>> BEGIN

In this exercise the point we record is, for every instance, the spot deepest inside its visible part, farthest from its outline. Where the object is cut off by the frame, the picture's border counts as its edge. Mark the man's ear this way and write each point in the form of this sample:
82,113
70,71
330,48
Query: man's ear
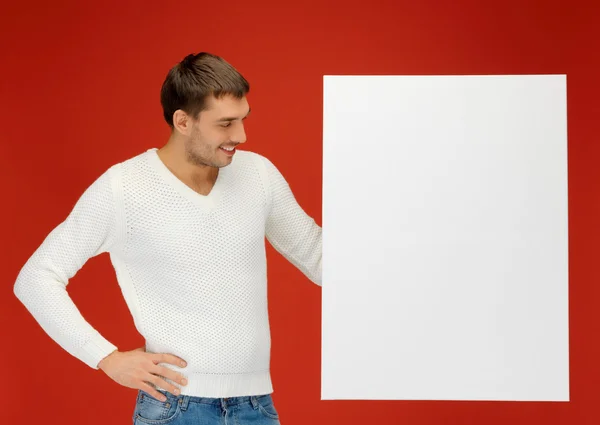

>> END
>> BEGIN

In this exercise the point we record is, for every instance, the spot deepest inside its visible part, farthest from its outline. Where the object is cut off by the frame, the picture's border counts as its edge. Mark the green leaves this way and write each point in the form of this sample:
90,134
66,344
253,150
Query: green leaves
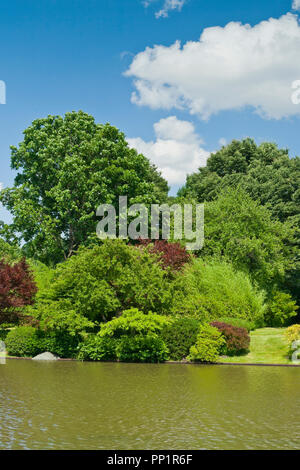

>> END
>> BEGIN

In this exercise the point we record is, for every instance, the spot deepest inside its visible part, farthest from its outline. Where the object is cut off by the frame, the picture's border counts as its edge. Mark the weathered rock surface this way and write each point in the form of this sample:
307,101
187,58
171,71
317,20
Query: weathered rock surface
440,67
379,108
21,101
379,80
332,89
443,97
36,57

>> END

The problem.
Arrange the data as a numbered list, starting with the line that contains "Mark the man's" and going on through the line that contains "Query: man's ear", both included, with blank lines omitted.

Response.
1. In this exercise the point we record is, for every instance, the spot deepest inside its visible part, farthest from its outline. Where the object is cut off by the frame, the picture's border counts as its edge. Mark the man's ear this way and write each point in the form of this sample:
2. 82,113
3. 70,71
4. 330,48
5. Query: man's ear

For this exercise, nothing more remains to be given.